## EXTRAIT DU DOCUMENT
* * * *
RFI : Le grand public est sans doute étonné par cette affaire. Mais vous, au sein de la police, est-ce que vous êtes surpris par ces révélations ?
Nicolas Comte : Pas véritablement puis que nous pouvions nous douter qu’à l’époque, des rémunérations en liquide existaient. Mais le fait que nous ne soyons pas complètement surpris n’enlève pas le caractère choquant de ce système, que des fonctionnaires, finalement, puissent toucher une partie de leur rémunération en liquide et que ça échappe ainsi – j’allais dire, à l’impôt – c’est évidemment quelque chose qui est anormal.
Qu’est-ce qui vous choque le plus dans cette affaire ? Est-ce que c’est le montant des primes accordées au directeur de cabinet du ministre, ou le fait que de l’argent habituellement réservé à des enquêtes ait pu atterrir sur le compte d’un haut fonctionnaire ?
Non, je crois que le plus choquant, c’est que de l’argent destiné à des missions de police, de l’argent liquide, puisse servir à des rémunérations des hauts fonctionnaires. S’il y a des rémunérations qui doivent être données à des gens qui ont des qualifications importantes, ces rémunérations doivent être transparentes. Elles doivent figurer sur une fiche de paie et être imposables.
Les frais d’enquête et de surveillance, c’est de l’argent liquide qui est destiné à un travail de police. Le travail de police, quelquefois, doit être discret. Donc, pour cette discrétion, il est nécessaire d’avoir de l’argent liquide. Mais ça ne doit pas servir à autre chose.
* * * *
Recopiez mot pour mot l'intégralité de l'entretien sur les rémunérations en liquide dans la police. Le matériel présenté ensuite est indépendant de l'entretien.

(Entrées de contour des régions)
* * * *
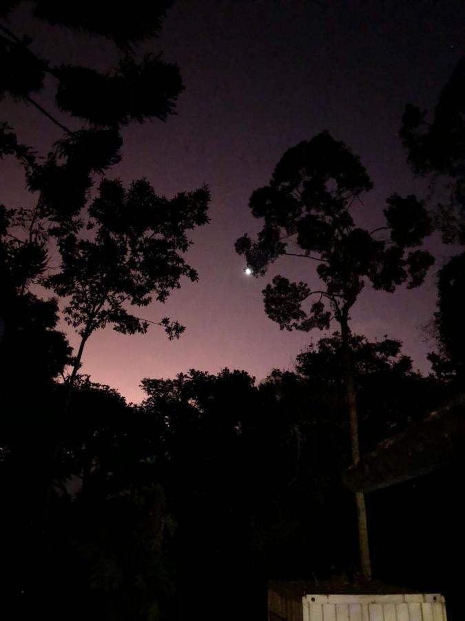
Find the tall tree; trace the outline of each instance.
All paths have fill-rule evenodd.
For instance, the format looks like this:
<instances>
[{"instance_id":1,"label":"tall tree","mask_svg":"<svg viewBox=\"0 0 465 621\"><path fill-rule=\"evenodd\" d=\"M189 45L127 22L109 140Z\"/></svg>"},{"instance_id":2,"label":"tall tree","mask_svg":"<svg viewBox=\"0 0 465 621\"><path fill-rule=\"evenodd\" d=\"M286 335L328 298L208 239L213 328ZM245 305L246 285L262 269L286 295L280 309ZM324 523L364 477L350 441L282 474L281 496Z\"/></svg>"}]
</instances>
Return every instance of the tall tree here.
<instances>
[{"instance_id":1,"label":"tall tree","mask_svg":"<svg viewBox=\"0 0 465 621\"><path fill-rule=\"evenodd\" d=\"M34 51L34 37L12 30L9 17L20 3L3 3L0 13L0 99L10 97L33 106L63 133L42 158L8 123L0 127L0 157L18 159L27 188L37 195L33 209L17 209L14 214L17 242L37 253L50 238L82 226L81 211L95 175L121 159L121 128L132 122L166 120L183 86L178 66L161 55L138 57L140 44L158 35L170 0L149 6L125 2L118 8L107 0L72 1L65 7L54 1L32 3L34 18L80 33L89 50L92 39L112 42L116 60L109 59L113 66L107 72L96 63L70 65L61 58L42 57ZM45 88L54 92L55 109L45 109L35 99ZM21 295L25 289L25 280Z\"/></svg>"},{"instance_id":2,"label":"tall tree","mask_svg":"<svg viewBox=\"0 0 465 621\"><path fill-rule=\"evenodd\" d=\"M338 324L353 463L360 459L360 448L351 310L366 282L390 292L404 282L411 288L422 282L433 263L428 252L418 248L431 224L424 205L413 196L393 195L387 199L382 229L390 235L386 239L375 237L378 230L369 231L355 224L351 206L371 187L360 159L343 142L323 132L284 154L269 184L250 198L252 215L264 219L258 239L245 235L236 242L236 251L245 257L257 277L283 255L318 264L321 289L312 290L304 282L276 276L263 291L265 308L282 330L307 332L327 328L332 319ZM291 243L298 253L289 250ZM313 295L316 300L304 310L302 304ZM360 493L355 497L362 573L369 579L364 497Z\"/></svg>"},{"instance_id":3,"label":"tall tree","mask_svg":"<svg viewBox=\"0 0 465 621\"><path fill-rule=\"evenodd\" d=\"M429 204L446 244L465 246L465 58L460 59L431 114L409 104L400 137L413 171L430 181ZM434 370L463 389L465 385L465 252L437 274L434 325L440 353Z\"/></svg>"},{"instance_id":4,"label":"tall tree","mask_svg":"<svg viewBox=\"0 0 465 621\"><path fill-rule=\"evenodd\" d=\"M147 306L154 297L164 302L183 276L197 280L182 253L192 244L187 231L208 221L209 201L206 187L168 200L145 179L127 190L119 180L103 181L88 210L93 238L74 233L61 237L60 270L45 284L69 299L65 318L81 337L68 395L96 330L110 324L123 334L144 333L151 322L129 313L125 304ZM167 317L159 323L170 339L184 330Z\"/></svg>"}]
</instances>

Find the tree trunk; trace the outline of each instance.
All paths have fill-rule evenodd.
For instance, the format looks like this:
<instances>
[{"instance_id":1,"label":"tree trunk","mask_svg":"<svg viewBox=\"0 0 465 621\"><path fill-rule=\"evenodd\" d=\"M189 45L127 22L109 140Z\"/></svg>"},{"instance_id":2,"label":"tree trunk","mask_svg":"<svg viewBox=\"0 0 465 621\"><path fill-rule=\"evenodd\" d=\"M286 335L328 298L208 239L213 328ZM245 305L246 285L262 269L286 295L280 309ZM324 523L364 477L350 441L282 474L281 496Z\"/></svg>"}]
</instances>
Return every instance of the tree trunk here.
<instances>
[{"instance_id":1,"label":"tree trunk","mask_svg":"<svg viewBox=\"0 0 465 621\"><path fill-rule=\"evenodd\" d=\"M341 333L342 336L342 364L344 372L344 383L349 410L350 424L351 446L352 448L352 463L356 465L360 460L360 451L358 442L358 421L357 417L357 400L355 388L353 382L353 368L351 359L350 344L349 342L350 330L345 317L341 322ZM371 580L371 562L370 561L370 547L368 541L368 529L366 526L366 509L365 497L363 492L355 492L355 503L357 505L357 518L358 522L358 544L360 553L360 569L364 580Z\"/></svg>"},{"instance_id":2,"label":"tree trunk","mask_svg":"<svg viewBox=\"0 0 465 621\"><path fill-rule=\"evenodd\" d=\"M70 377L69 384L68 386L68 391L66 391L66 400L65 401L65 407L63 408L63 414L61 415L64 418L68 414L68 411L70 408L70 404L71 403L71 395L72 395L73 388L74 386L74 382L76 381L76 376L77 375L77 372L79 369L79 365L81 364L81 360L82 359L83 353L84 351L84 347L85 346L85 343L89 338L90 335L87 331L84 332L83 335L83 337L81 339L81 343L79 344L79 349L78 350L78 353L76 357L76 359L74 361L74 364L73 366L72 372L71 373L71 376ZM61 436L61 421L59 420L56 425L56 441L55 442L55 445L53 448L53 453L52 453L52 462L50 464L50 478L48 482L48 485L47 486L47 491L45 493L45 500L44 504L43 509L43 523L44 523L44 529L47 529L48 525L49 518L50 518L50 504L52 502L52 494L53 492L54 487L54 477L53 477L53 471L54 469L55 464L58 461L58 458L60 456L60 438Z\"/></svg>"}]
</instances>

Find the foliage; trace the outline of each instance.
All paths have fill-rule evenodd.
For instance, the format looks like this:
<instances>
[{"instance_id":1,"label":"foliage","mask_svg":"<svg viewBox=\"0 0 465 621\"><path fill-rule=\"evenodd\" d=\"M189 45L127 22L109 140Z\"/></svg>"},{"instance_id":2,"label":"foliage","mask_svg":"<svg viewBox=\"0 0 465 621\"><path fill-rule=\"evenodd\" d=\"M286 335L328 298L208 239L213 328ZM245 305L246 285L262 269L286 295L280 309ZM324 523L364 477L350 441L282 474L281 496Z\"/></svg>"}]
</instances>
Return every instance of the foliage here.
<instances>
[{"instance_id":1,"label":"foliage","mask_svg":"<svg viewBox=\"0 0 465 621\"><path fill-rule=\"evenodd\" d=\"M256 275L289 252L318 263L322 290L312 291L304 282L291 283L276 276L264 290L265 311L281 329L308 331L327 328L333 317L346 322L350 308L366 282L375 288L394 290L406 283L411 288L423 281L432 256L420 250L431 231L424 206L415 197L393 195L384 210L390 237L358 226L351 215L354 201L372 187L360 159L327 132L301 142L282 156L268 186L256 190L250 208L264 225L258 239L247 235L236 243ZM311 296L318 299L304 310ZM329 308L325 305L329 303Z\"/></svg>"},{"instance_id":2,"label":"foliage","mask_svg":"<svg viewBox=\"0 0 465 621\"><path fill-rule=\"evenodd\" d=\"M454 69L427 121L426 111L409 104L400 137L417 175L440 193L436 224L446 243L465 244L465 59ZM445 202L444 201L445 198Z\"/></svg>"}]
</instances>

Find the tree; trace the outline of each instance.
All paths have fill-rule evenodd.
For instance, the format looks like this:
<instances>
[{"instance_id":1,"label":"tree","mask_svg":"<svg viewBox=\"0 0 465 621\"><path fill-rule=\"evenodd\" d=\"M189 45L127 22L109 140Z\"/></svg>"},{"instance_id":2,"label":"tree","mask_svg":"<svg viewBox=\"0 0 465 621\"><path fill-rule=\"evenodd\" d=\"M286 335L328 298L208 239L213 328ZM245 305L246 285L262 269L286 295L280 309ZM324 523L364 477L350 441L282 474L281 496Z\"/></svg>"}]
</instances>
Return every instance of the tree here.
<instances>
[{"instance_id":1,"label":"tree","mask_svg":"<svg viewBox=\"0 0 465 621\"><path fill-rule=\"evenodd\" d=\"M435 224L446 243L465 244L465 58L441 92L431 121L406 106L400 135L413 171L431 179ZM435 193L439 196L435 197ZM443 202L445 199L445 202Z\"/></svg>"},{"instance_id":2,"label":"tree","mask_svg":"<svg viewBox=\"0 0 465 621\"><path fill-rule=\"evenodd\" d=\"M413 171L430 180L435 224L446 244L465 245L465 58L461 59L428 113L409 104L400 137ZM465 324L462 320L465 253L453 257L437 274L438 302L433 324L440 353L430 354L433 370L452 380L465 379Z\"/></svg>"},{"instance_id":3,"label":"tree","mask_svg":"<svg viewBox=\"0 0 465 621\"><path fill-rule=\"evenodd\" d=\"M60 271L45 283L69 298L65 318L81 336L70 391L85 344L96 330L110 324L123 334L147 331L151 322L130 313L125 303L147 306L154 296L163 302L180 286L183 276L197 280L181 253L192 244L186 231L208 221L209 201L206 187L168 200L157 196L145 179L134 181L127 190L118 180L103 181L89 208L87 228L94 232L93 239L74 233L60 239ZM167 317L160 325L170 339L184 330Z\"/></svg>"},{"instance_id":4,"label":"tree","mask_svg":"<svg viewBox=\"0 0 465 621\"><path fill-rule=\"evenodd\" d=\"M453 257L437 274L434 314L439 353L428 355L438 377L460 388L465 382L465 253Z\"/></svg>"},{"instance_id":5,"label":"tree","mask_svg":"<svg viewBox=\"0 0 465 621\"><path fill-rule=\"evenodd\" d=\"M34 106L63 136L41 158L3 123L0 157L15 157L24 168L28 189L38 195L33 209L12 212L10 234L14 234L19 247L24 246L24 260L41 254L46 267L50 241L82 227L81 210L94 177L120 161L121 128L147 119L166 120L174 112L183 86L177 66L166 63L161 55L146 55L141 59L137 56L140 44L159 32L169 0L156 0L149 6L136 1L129 7L126 3L118 9L107 0L83 5L72 1L65 8L53 1L32 3L34 17L55 28L82 33L84 46L91 46L91 37L112 41L119 60L106 72L93 66L64 65L60 59L36 53L33 39L16 34L9 26L8 15L18 3L4 3L0 13L0 99L10 97ZM56 107L66 115L63 122L34 98L45 86L54 90ZM26 286L25 279L21 295Z\"/></svg>"},{"instance_id":6,"label":"tree","mask_svg":"<svg viewBox=\"0 0 465 621\"><path fill-rule=\"evenodd\" d=\"M252 215L264 219L253 241L247 235L236 242L256 276L265 275L270 264L282 255L300 257L318 263L324 284L311 290L304 282L291 283L276 276L263 291L270 319L287 330L309 331L329 327L335 319L341 333L343 374L350 422L352 460L360 458L356 395L351 360L350 311L365 283L393 291L406 282L420 285L433 264L431 255L418 249L431 230L423 204L413 196L393 195L384 210L390 237L379 239L378 230L356 226L350 213L355 200L372 187L358 157L328 132L287 151L276 166L270 183L251 195ZM288 251L293 242L300 252ZM411 250L415 248L415 250ZM302 303L316 295L309 310ZM366 516L363 494L356 495L361 569L371 577Z\"/></svg>"},{"instance_id":7,"label":"tree","mask_svg":"<svg viewBox=\"0 0 465 621\"><path fill-rule=\"evenodd\" d=\"M56 330L56 300L17 295L23 282L41 272L43 257L8 236L10 216L0 206L0 393L25 395L50 391L72 349Z\"/></svg>"}]
</instances>

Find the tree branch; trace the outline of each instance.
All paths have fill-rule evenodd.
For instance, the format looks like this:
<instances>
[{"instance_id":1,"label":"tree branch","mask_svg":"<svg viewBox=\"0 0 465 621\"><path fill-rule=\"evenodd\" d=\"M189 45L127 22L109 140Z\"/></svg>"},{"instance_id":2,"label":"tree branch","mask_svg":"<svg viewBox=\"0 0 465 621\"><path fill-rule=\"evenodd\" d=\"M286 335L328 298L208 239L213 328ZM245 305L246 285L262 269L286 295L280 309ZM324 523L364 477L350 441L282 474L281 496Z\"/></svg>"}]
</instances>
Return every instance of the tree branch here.
<instances>
[{"instance_id":1,"label":"tree branch","mask_svg":"<svg viewBox=\"0 0 465 621\"><path fill-rule=\"evenodd\" d=\"M298 255L296 253L283 253L287 257L300 257L302 259L312 259L313 261L322 261L323 263L327 263L326 259L322 259L320 257L311 257L310 255Z\"/></svg>"},{"instance_id":2,"label":"tree branch","mask_svg":"<svg viewBox=\"0 0 465 621\"><path fill-rule=\"evenodd\" d=\"M23 95L23 99L28 101L30 103L32 103L32 106L35 106L38 110L42 112L44 116L47 117L52 123L54 123L55 125L58 126L60 129L62 129L64 132L68 134L70 136L74 136L74 132L72 132L70 129L66 127L65 125L63 125L63 124L60 123L59 121L57 121L54 117L53 117L50 112L47 112L45 108L42 108L42 106L35 101L32 97L30 97L29 95Z\"/></svg>"}]
</instances>

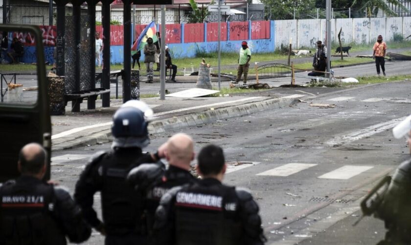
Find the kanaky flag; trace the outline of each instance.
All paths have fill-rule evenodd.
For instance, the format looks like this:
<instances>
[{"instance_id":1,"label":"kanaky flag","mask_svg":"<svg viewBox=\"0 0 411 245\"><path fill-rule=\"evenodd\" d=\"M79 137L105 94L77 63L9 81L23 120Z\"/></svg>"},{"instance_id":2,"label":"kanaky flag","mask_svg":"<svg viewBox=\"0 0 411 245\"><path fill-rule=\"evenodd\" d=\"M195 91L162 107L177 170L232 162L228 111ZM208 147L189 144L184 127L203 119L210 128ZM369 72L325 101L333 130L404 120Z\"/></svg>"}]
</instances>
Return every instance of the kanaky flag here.
<instances>
[{"instance_id":1,"label":"kanaky flag","mask_svg":"<svg viewBox=\"0 0 411 245\"><path fill-rule=\"evenodd\" d=\"M156 23L154 21L152 21L151 23L148 24L147 26L143 30L138 38L137 39L133 47L131 47L132 50L141 50L144 48L144 45L147 44L147 40L149 37L153 39L153 42L155 43L159 41L159 38L157 37L156 33L157 30L156 28Z\"/></svg>"}]
</instances>

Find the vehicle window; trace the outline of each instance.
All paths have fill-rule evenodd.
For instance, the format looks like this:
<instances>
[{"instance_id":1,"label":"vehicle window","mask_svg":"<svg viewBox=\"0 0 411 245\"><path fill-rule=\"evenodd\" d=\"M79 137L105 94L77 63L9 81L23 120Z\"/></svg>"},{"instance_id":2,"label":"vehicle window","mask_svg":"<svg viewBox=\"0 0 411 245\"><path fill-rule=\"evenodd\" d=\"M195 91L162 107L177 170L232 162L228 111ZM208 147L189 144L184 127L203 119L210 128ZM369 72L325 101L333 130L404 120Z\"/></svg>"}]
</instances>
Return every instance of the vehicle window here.
<instances>
[{"instance_id":1,"label":"vehicle window","mask_svg":"<svg viewBox=\"0 0 411 245\"><path fill-rule=\"evenodd\" d=\"M37 40L31 33L4 31L0 28L0 103L35 104L38 97Z\"/></svg>"}]
</instances>

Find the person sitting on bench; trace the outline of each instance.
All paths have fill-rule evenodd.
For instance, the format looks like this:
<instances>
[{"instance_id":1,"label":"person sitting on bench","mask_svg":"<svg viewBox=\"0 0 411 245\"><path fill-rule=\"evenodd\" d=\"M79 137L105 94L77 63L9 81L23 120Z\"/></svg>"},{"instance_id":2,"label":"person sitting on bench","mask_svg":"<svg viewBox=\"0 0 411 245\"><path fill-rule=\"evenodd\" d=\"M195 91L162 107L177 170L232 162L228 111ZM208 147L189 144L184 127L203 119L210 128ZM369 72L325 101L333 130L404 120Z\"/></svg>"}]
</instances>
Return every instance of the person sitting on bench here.
<instances>
[{"instance_id":1,"label":"person sitting on bench","mask_svg":"<svg viewBox=\"0 0 411 245\"><path fill-rule=\"evenodd\" d=\"M317 49L313 61L314 71L309 73L308 75L324 76L327 68L327 48L322 44L320 41L318 41L317 43Z\"/></svg>"},{"instance_id":2,"label":"person sitting on bench","mask_svg":"<svg viewBox=\"0 0 411 245\"><path fill-rule=\"evenodd\" d=\"M173 69L173 74L171 75L171 81L176 82L176 74L177 73L177 66L173 65L171 63L171 56L168 52L168 46L166 46L165 48L165 71L167 74L167 70Z\"/></svg>"},{"instance_id":3,"label":"person sitting on bench","mask_svg":"<svg viewBox=\"0 0 411 245\"><path fill-rule=\"evenodd\" d=\"M23 44L17 37L13 39L13 41L10 46L11 51L7 53L7 55L11 59L12 63L17 63L19 58L23 57L24 49Z\"/></svg>"}]
</instances>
* * * *
## RÉPONSE
RFI : Le grand public est sans doute étonné par cette affaire. Mais vous, au sein de la police, est-ce que vous êtes surpris par ces révélations ?
Nicolas Comte : Pas véritablement puis que nous pouvions nous douter qu’à l’époque, des rémunérations en liquide existaient. Mais le fait que nous ne soyons pas complètement surpris n’enlève pas le caractère choquant de ce système, que des fonctionnaires, finalement, puissent toucher une partie de leur rémunération en liquide et que ça échappe ainsi – j’allais dire, à l’impôt – c’est évidemment quelque chose qui est anormal.
Qu’est-ce qui vous choque le plus dans cette affaire ? Est-ce que c’est le montant des primes accordées au directeur de cabinet du ministre, ou le fait que de l’argent habituellement réservé à des enquêtes ait pu atterrir sur le compte d’un haut fonctionnaire ?
Non, je crois que le plus choquant, c’est que de l’argent destiné à des missions de police, de l’argent liquide, puisse servir à des rémunérations des hauts fonctionnaires. S’il y a des rémunérations qui doivent être données à des gens qui ont des qualifications importantes, ces rémunérations doivent être transparentes. Elles doivent figurer sur une fiche de paie et être imposables.
Les frais d’enquête et de surveillance, c’est de l’argent liquide qui est destiné à un travail de police. Le travail de police, quelquefois, doit être discret. Donc, pour cette discrétion, il est nécessaire d’avoir de l’argent liquide. Mais ça ne doit pas servir à autre chose.